Data in this exercise:
* begin *
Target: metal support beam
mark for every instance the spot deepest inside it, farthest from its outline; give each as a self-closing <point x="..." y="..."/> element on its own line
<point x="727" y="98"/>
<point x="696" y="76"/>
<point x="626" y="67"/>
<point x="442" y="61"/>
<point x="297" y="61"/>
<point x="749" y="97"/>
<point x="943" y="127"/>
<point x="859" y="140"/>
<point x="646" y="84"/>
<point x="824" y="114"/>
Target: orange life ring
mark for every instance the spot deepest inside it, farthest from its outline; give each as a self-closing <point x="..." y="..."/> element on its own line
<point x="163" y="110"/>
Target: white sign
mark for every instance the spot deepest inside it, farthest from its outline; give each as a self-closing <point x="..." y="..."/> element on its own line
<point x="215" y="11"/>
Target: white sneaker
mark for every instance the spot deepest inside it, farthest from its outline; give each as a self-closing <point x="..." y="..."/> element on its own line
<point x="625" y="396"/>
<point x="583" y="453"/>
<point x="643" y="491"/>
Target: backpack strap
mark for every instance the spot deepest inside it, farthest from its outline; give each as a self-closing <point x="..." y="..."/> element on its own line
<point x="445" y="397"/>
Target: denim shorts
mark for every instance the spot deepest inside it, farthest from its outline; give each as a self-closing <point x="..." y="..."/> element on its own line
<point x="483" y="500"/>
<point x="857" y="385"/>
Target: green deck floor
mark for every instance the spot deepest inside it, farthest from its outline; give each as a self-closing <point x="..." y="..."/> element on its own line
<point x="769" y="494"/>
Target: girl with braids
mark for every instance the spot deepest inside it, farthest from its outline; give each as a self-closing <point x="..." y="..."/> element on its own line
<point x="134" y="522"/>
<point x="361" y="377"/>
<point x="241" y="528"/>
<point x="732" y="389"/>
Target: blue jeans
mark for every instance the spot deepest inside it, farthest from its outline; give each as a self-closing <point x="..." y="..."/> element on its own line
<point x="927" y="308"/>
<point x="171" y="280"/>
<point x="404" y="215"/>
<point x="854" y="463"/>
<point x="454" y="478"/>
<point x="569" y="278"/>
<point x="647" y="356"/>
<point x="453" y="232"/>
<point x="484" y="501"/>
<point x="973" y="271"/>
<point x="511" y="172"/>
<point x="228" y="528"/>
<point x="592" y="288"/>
* end *
Short problem:
All of the entries should be written out again exactly.

Result of this exercise:
Target: metal support beam
mark for every instance the spot deepest inside it, farthest from its outline; give each as a self-closing <point x="..." y="..."/> element on its own line
<point x="727" y="98"/>
<point x="696" y="76"/>
<point x="626" y="67"/>
<point x="442" y="61"/>
<point x="297" y="61"/>
<point x="749" y="97"/>
<point x="943" y="127"/>
<point x="859" y="140"/>
<point x="646" y="84"/>
<point x="824" y="114"/>
Target: orange life ring
mark for every instance the spot deepest inside it, farthest from its outline; give each as a self-closing <point x="..." y="..."/> element on its own line
<point x="163" y="110"/>
Target: white sign
mark for every instance the spot deepest inside it, farthest from its outline; give each as a self-closing <point x="..." y="..."/> element on its own line
<point x="215" y="11"/>
Target: white sneaker
mark for every instance the spot deepest inside it, farthest from its outline; give each as a self-closing <point x="..." y="..."/> element on its own line
<point x="625" y="396"/>
<point x="583" y="453"/>
<point x="643" y="491"/>
Target: backpack strap
mark for every instance the spot deepest inside it, farthest from its outline; give each as a self-closing <point x="..." y="..."/> element on its own line
<point x="445" y="397"/>
Target: denim shorts
mark for every instance the spot deepest inside it, farthest from its outline; give each as a self-closing <point x="..." y="..."/> element on its own line
<point x="483" y="500"/>
<point x="857" y="385"/>
Target: green deck floor
mark for every instance the spot deepest inside it, farthest from its outline; give each as a self-closing <point x="..." y="..."/> element on its own line
<point x="769" y="494"/>
Target: girl with braids
mark for every instance the spot deepest inside it, farthest from its outline; give each as a self-closing <point x="..." y="..."/> element on its own line
<point x="134" y="522"/>
<point x="361" y="377"/>
<point x="241" y="528"/>
<point x="732" y="389"/>
Target: blue jeans
mark for every instance the spot deepest inside it, farthest from its outline; give each as a self-closing <point x="..." y="..."/> element on its own line
<point x="927" y="308"/>
<point x="171" y="280"/>
<point x="404" y="215"/>
<point x="854" y="463"/>
<point x="454" y="478"/>
<point x="569" y="278"/>
<point x="647" y="356"/>
<point x="453" y="232"/>
<point x="484" y="501"/>
<point x="973" y="271"/>
<point x="511" y="172"/>
<point x="228" y="528"/>
<point x="592" y="288"/>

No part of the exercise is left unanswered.